The proposed terrain system will manage the physical information of the track, building an internal data structure and applying a spline algorithm to get an smoothed continous surface.

The physical data structure is not made of triangles or polygons, and no raycasting or polygon collision is performed in the game, which leads to good performance, low memory cost and configurable continuous smoothness (no sharp edges between polygons).

The physical data is generated in a preprocess out of the game, and then saved to a binary file. The track information can be taken from the graphical circuit, raycasting at the control point positions.

To keep the explanation simple, the data structure can be a plain c-style array with the control point positions : Point3D ctlPoints[NumRows][NumColumns] , where every control point position is stored in the array at their column-row slot.

fig1.png This system has been succesfully implemented and tested on a real case: a racing car videogame for the Wii, with 12 fast (about 110 km/h) cars on a track with bumps, cambers, crosses of different levels ... The 12 cars together consumed 1.53% of the CPU process (in the worst case) to obtain information of height, normal and tangent from the terrain, and 0.2% more on knowing its distances to the barriers.

Please note that there are multiple possible implementations, variations and optimizations, as each game should have its own version and applications. The basis is a data structure with spatially-organized control points along the route and a spline algorithm to get a smoothed surface from them.


Features
  • It doesn't use polygons or triangles, and no raycasting or polygon detection is performed in real-time.

* **Problems to work on**
[a] Answer the following questions using the terrain system text.
(i) What kind of algorithm is applied to obtain a smoothed continuous surface?
(ii) Where is the physical data saved after it is generated in the preprocess?
(iii) How many cars took part in the racing car videogame test?
[b] Replace "bumps" with "dips" and write out the stretch of the terrain system text from "fig1.png This system" through "to the barriers.".
[c] List every advantage that the terrain system text attributes to a data structure made without triangles or polygons and to performing no raycasting or polygon collision.
The entries that come next are drawn from a separate source.

* **Data records**
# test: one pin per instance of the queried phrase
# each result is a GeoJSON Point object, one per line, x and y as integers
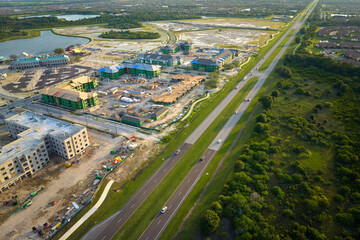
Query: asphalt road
{"type": "Point", "coordinates": [158, 225]}
{"type": "Point", "coordinates": [160, 222]}
{"type": "Point", "coordinates": [108, 228]}
{"type": "Point", "coordinates": [84, 119]}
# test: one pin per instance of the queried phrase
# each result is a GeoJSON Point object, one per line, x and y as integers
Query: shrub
{"type": "Point", "coordinates": [209, 222]}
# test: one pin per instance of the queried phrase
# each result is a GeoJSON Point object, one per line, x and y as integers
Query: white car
{"type": "Point", "coordinates": [163, 209]}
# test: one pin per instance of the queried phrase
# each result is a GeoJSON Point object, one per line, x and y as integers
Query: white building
{"type": "Point", "coordinates": [36, 137]}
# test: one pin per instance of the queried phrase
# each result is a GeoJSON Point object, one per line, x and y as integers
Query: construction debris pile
{"type": "Point", "coordinates": [186, 83]}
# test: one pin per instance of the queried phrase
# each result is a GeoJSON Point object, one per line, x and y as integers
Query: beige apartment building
{"type": "Point", "coordinates": [36, 137]}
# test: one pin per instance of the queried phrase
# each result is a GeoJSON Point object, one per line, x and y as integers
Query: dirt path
{"type": "Point", "coordinates": [60, 189]}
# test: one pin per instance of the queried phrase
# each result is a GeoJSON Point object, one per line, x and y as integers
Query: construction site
{"type": "Point", "coordinates": [149, 103]}
{"type": "Point", "coordinates": [46, 201]}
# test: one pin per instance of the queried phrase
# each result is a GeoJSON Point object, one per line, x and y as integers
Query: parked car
{"type": "Point", "coordinates": [163, 209]}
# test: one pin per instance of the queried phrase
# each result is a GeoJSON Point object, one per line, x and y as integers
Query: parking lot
{"type": "Point", "coordinates": [40, 79]}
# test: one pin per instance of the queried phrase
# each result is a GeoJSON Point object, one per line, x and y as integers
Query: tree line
{"type": "Point", "coordinates": [130, 35]}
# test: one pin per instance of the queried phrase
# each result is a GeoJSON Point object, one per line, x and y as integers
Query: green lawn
{"type": "Point", "coordinates": [112, 202]}
{"type": "Point", "coordinates": [268, 61]}
{"type": "Point", "coordinates": [155, 201]}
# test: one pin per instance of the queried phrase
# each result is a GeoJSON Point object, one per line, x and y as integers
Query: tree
{"type": "Point", "coordinates": [59, 51]}
{"type": "Point", "coordinates": [261, 118]}
{"type": "Point", "coordinates": [13, 57]}
{"type": "Point", "coordinates": [266, 101]}
{"type": "Point", "coordinates": [275, 93]}
{"type": "Point", "coordinates": [284, 72]}
{"type": "Point", "coordinates": [209, 222]}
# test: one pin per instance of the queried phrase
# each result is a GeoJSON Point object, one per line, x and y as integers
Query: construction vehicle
{"type": "Point", "coordinates": [67, 164]}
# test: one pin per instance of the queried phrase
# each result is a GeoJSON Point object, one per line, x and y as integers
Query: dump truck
{"type": "Point", "coordinates": [67, 164]}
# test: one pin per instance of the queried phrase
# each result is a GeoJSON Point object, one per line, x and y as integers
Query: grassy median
{"type": "Point", "coordinates": [116, 200]}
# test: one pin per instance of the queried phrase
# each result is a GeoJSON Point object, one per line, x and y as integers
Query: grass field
{"type": "Point", "coordinates": [115, 200]}
{"type": "Point", "coordinates": [268, 61]}
{"type": "Point", "coordinates": [30, 34]}
{"type": "Point", "coordinates": [153, 204]}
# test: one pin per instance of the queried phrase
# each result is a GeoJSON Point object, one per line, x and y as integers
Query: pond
{"type": "Point", "coordinates": [70, 17]}
{"type": "Point", "coordinates": [44, 44]}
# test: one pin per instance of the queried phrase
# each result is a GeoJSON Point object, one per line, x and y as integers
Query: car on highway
{"type": "Point", "coordinates": [163, 209]}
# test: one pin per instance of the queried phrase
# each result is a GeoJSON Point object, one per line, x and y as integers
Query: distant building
{"type": "Point", "coordinates": [136, 121]}
{"type": "Point", "coordinates": [80, 51]}
{"type": "Point", "coordinates": [141, 69]}
{"type": "Point", "coordinates": [214, 63]}
{"type": "Point", "coordinates": [33, 62]}
{"type": "Point", "coordinates": [159, 113]}
{"type": "Point", "coordinates": [174, 48]}
{"type": "Point", "coordinates": [352, 55]}
{"type": "Point", "coordinates": [157, 59]}
{"type": "Point", "coordinates": [75, 94]}
{"type": "Point", "coordinates": [36, 137]}
{"type": "Point", "coordinates": [170, 49]}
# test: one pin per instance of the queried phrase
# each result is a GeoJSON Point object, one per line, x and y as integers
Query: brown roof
{"type": "Point", "coordinates": [67, 94]}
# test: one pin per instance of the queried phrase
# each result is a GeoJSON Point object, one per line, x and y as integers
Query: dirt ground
{"type": "Point", "coordinates": [220, 37]}
{"type": "Point", "coordinates": [235, 22]}
{"type": "Point", "coordinates": [60, 184]}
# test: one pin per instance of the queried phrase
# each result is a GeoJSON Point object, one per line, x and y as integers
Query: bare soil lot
{"type": "Point", "coordinates": [235, 22]}
{"type": "Point", "coordinates": [60, 184]}
{"type": "Point", "coordinates": [221, 37]}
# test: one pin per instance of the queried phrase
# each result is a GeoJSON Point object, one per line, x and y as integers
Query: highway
{"type": "Point", "coordinates": [84, 119]}
{"type": "Point", "coordinates": [158, 225]}
{"type": "Point", "coordinates": [109, 227]}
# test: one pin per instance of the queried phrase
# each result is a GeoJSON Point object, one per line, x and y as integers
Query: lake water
{"type": "Point", "coordinates": [70, 17]}
{"type": "Point", "coordinates": [44, 44]}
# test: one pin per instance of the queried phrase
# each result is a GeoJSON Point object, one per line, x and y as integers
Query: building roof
{"type": "Point", "coordinates": [169, 47]}
{"type": "Point", "coordinates": [54, 58]}
{"type": "Point", "coordinates": [156, 57]}
{"type": "Point", "coordinates": [68, 94]}
{"type": "Point", "coordinates": [38, 126]}
{"type": "Point", "coordinates": [80, 81]}
{"type": "Point", "coordinates": [146, 67]}
{"type": "Point", "coordinates": [204, 61]}
{"type": "Point", "coordinates": [27, 60]}
{"type": "Point", "coordinates": [132, 119]}
{"type": "Point", "coordinates": [159, 111]}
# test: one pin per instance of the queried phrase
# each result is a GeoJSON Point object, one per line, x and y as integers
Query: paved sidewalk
{"type": "Point", "coordinates": [89, 213]}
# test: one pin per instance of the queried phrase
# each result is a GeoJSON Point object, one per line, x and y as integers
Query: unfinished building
{"type": "Point", "coordinates": [215, 62]}
{"type": "Point", "coordinates": [75, 94]}
{"type": "Point", "coordinates": [184, 85]}
{"type": "Point", "coordinates": [114, 71]}
{"type": "Point", "coordinates": [36, 137]}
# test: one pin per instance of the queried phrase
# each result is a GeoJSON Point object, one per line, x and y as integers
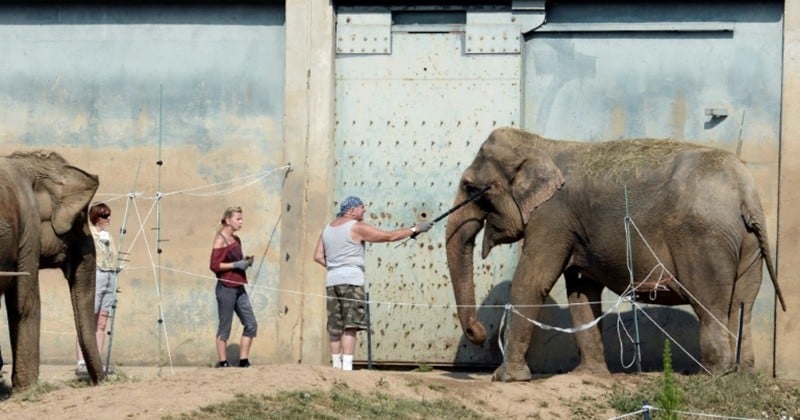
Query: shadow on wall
{"type": "Point", "coordinates": [557, 352]}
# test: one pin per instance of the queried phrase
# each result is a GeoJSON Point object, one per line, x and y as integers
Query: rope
{"type": "Point", "coordinates": [675, 279]}
{"type": "Point", "coordinates": [158, 289]}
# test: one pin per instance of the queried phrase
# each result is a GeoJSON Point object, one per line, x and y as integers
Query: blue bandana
{"type": "Point", "coordinates": [350, 202]}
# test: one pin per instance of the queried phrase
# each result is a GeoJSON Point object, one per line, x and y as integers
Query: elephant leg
{"type": "Point", "coordinates": [24, 315]}
{"type": "Point", "coordinates": [744, 295]}
{"type": "Point", "coordinates": [584, 298]}
{"type": "Point", "coordinates": [533, 279]}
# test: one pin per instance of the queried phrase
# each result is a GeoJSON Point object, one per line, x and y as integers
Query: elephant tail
{"type": "Point", "coordinates": [753, 217]}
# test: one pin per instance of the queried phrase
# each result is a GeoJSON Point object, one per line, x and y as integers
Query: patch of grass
{"type": "Point", "coordinates": [670, 399]}
{"type": "Point", "coordinates": [437, 387]}
{"type": "Point", "coordinates": [748, 395]}
{"type": "Point", "coordinates": [339, 402]}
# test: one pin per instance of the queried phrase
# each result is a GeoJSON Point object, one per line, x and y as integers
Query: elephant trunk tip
{"type": "Point", "coordinates": [476, 333]}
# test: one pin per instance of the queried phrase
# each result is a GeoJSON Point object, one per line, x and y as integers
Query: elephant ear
{"type": "Point", "coordinates": [70, 194]}
{"type": "Point", "coordinates": [536, 180]}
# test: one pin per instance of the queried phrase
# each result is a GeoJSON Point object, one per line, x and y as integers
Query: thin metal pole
{"type": "Point", "coordinates": [637, 343]}
{"type": "Point", "coordinates": [739, 336]}
{"type": "Point", "coordinates": [369, 336]}
{"type": "Point", "coordinates": [160, 164]}
{"type": "Point", "coordinates": [115, 276]}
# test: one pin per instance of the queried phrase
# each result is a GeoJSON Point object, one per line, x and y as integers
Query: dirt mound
{"type": "Point", "coordinates": [146, 393]}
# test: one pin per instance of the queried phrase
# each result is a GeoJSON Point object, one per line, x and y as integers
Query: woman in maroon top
{"type": "Point", "coordinates": [229, 264]}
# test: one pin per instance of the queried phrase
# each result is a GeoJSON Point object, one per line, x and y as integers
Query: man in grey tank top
{"type": "Point", "coordinates": [340, 250]}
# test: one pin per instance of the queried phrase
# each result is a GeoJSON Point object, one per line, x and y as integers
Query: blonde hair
{"type": "Point", "coordinates": [228, 213]}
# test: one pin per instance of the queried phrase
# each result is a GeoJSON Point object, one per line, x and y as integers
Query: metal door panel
{"type": "Point", "coordinates": [407, 124]}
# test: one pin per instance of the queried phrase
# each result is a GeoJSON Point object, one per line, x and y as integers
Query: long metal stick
{"type": "Point", "coordinates": [474, 196]}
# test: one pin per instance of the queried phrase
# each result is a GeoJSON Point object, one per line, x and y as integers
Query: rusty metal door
{"type": "Point", "coordinates": [415, 98]}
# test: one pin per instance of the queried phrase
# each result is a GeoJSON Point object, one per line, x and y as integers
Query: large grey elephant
{"type": "Point", "coordinates": [43, 224]}
{"type": "Point", "coordinates": [697, 207]}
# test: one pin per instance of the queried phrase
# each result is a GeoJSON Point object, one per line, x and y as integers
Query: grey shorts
{"type": "Point", "coordinates": [232, 300]}
{"type": "Point", "coordinates": [103, 291]}
{"type": "Point", "coordinates": [347, 309]}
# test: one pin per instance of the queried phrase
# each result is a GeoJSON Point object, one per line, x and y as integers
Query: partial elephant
{"type": "Point", "coordinates": [43, 224]}
{"type": "Point", "coordinates": [697, 208]}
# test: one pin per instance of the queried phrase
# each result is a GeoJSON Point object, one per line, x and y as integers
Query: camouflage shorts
{"type": "Point", "coordinates": [347, 309]}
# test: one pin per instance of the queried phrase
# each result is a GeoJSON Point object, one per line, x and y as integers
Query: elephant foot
{"type": "Point", "coordinates": [512, 373]}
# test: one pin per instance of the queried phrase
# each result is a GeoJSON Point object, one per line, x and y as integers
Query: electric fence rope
{"type": "Point", "coordinates": [163, 326]}
{"type": "Point", "coordinates": [647, 408]}
{"type": "Point", "coordinates": [675, 279]}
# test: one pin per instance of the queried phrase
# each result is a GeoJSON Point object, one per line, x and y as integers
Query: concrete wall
{"type": "Point", "coordinates": [787, 358]}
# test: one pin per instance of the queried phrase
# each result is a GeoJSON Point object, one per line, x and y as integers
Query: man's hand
{"type": "Point", "coordinates": [423, 227]}
{"type": "Point", "coordinates": [241, 264]}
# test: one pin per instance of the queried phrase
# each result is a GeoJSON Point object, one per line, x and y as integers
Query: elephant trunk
{"type": "Point", "coordinates": [462, 227]}
{"type": "Point", "coordinates": [81, 278]}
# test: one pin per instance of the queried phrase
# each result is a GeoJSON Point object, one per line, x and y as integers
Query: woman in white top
{"type": "Point", "coordinates": [106, 254]}
{"type": "Point", "coordinates": [340, 250]}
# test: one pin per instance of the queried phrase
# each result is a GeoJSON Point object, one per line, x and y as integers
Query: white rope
{"type": "Point", "coordinates": [570, 330]}
{"type": "Point", "coordinates": [696, 414]}
{"type": "Point", "coordinates": [637, 412]}
{"type": "Point", "coordinates": [163, 325]}
{"type": "Point", "coordinates": [672, 276]}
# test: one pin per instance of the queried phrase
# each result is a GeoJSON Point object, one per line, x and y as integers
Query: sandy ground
{"type": "Point", "coordinates": [150, 393]}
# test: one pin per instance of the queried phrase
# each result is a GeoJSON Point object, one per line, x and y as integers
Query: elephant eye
{"type": "Point", "coordinates": [471, 189]}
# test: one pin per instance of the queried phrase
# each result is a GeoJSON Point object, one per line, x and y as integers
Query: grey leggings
{"type": "Point", "coordinates": [230, 300]}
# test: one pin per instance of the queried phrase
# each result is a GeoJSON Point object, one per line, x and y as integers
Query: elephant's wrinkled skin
{"type": "Point", "coordinates": [696, 206]}
{"type": "Point", "coordinates": [43, 224]}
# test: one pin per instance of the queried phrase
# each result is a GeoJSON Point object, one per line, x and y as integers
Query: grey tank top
{"type": "Point", "coordinates": [344, 258]}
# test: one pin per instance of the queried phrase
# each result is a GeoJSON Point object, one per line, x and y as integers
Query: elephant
{"type": "Point", "coordinates": [697, 208]}
{"type": "Point", "coordinates": [43, 224]}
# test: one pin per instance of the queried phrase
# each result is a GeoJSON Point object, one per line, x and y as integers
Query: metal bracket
{"type": "Point", "coordinates": [364, 32]}
{"type": "Point", "coordinates": [501, 32]}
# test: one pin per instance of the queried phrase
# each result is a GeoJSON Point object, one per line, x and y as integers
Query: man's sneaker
{"type": "Point", "coordinates": [80, 369]}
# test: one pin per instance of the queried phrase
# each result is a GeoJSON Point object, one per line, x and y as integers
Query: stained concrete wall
{"type": "Point", "coordinates": [787, 358]}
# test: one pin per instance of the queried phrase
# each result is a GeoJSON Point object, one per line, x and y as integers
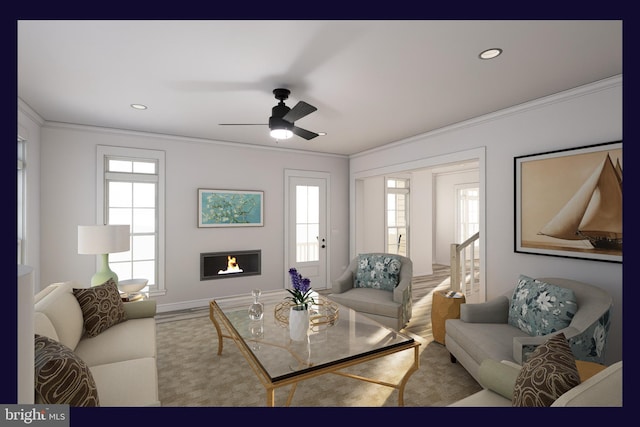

* **In response**
[a]
(i) A spline algorithm.
(ii) To a binary file.
(iii) 12 cars.

[b]
fig1.png This system has been succesfully implemented and tested on a real case: a racing car videogame for the Wii, with 12 fast (about 110 km/h) cars on a track with dips, cambers, crosses of different levels ... The 12 cars together consumed 1.53% of the CPU process (in the worst case) to obtain information of height, normal and tangent from the terrain, and 0.2% more on knowing its distances to the barriers.

[c]
Good performance
Low memory cost
Configurable continuous smoothness (no sharp edges between polygons)